**Your assignment:**
Leaving out all pictures, transcribe exactly the lines between the line with "Target: dry desert soil" and the last line of the records below, both included.

[Region pointing data]
◇ ◇ ◇ ◇ ◇
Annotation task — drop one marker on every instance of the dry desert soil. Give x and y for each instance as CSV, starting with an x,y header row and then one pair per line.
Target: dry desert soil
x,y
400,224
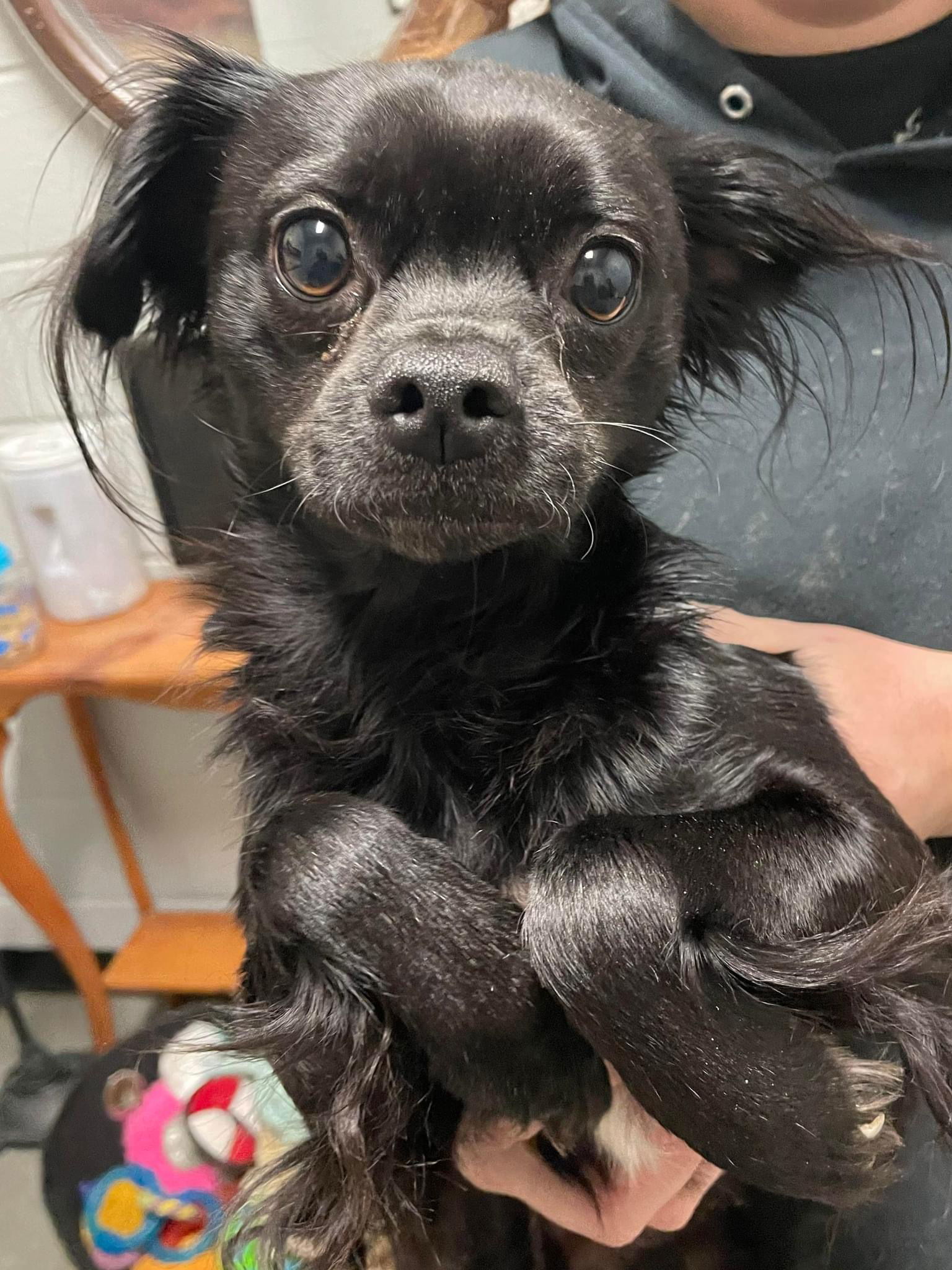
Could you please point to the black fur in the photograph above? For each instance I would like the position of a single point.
(466, 675)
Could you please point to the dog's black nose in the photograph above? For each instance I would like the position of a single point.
(443, 403)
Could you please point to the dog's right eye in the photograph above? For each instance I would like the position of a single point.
◇ ◇ ◇ ◇ ◇
**Response area:**
Target: dry desert soil
x,y
400,224
Could you please point to the black fur in the photograph above? For each instance I would like the position of a single point.
(466, 675)
Could you please point to the dog's black nose in the photograph above? For each instance I would like the position of a single point.
(443, 403)
Could you please point to the dog's right eye in the photograph above? For each instance I would like the position of a single point.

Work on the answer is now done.